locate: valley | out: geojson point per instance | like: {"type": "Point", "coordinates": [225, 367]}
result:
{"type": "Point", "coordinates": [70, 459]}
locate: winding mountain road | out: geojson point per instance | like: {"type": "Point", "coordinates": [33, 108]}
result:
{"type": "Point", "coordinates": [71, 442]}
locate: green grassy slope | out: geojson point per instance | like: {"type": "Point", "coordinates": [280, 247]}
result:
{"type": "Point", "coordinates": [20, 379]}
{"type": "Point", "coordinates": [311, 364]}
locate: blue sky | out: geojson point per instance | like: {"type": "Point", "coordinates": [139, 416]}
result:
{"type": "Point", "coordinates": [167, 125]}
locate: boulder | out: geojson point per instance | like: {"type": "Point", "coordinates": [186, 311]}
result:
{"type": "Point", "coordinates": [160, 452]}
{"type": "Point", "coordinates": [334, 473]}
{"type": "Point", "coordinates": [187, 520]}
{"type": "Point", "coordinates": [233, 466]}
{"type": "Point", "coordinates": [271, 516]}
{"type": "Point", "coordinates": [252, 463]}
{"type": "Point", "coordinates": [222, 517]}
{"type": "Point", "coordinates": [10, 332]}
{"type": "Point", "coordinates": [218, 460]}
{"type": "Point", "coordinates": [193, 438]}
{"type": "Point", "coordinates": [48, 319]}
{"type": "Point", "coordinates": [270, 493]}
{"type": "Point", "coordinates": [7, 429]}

> **Problem description**
Look through the entries above and list every line containing "instance".

> **Solution to the problem**
locate: valley | out: geojson point per instance | like: {"type": "Point", "coordinates": [225, 367]}
locate: winding mountain road | out: geojson point per instance | like: {"type": "Point", "coordinates": [33, 108]}
locate: green grassy slope | out: geojson point per instance | like: {"type": "Point", "coordinates": [280, 247]}
locate: blue sky | out: geojson point per instance | like: {"type": "Point", "coordinates": [139, 416]}
locate: boulder | out: geojson point per instance | like: {"type": "Point", "coordinates": [186, 311]}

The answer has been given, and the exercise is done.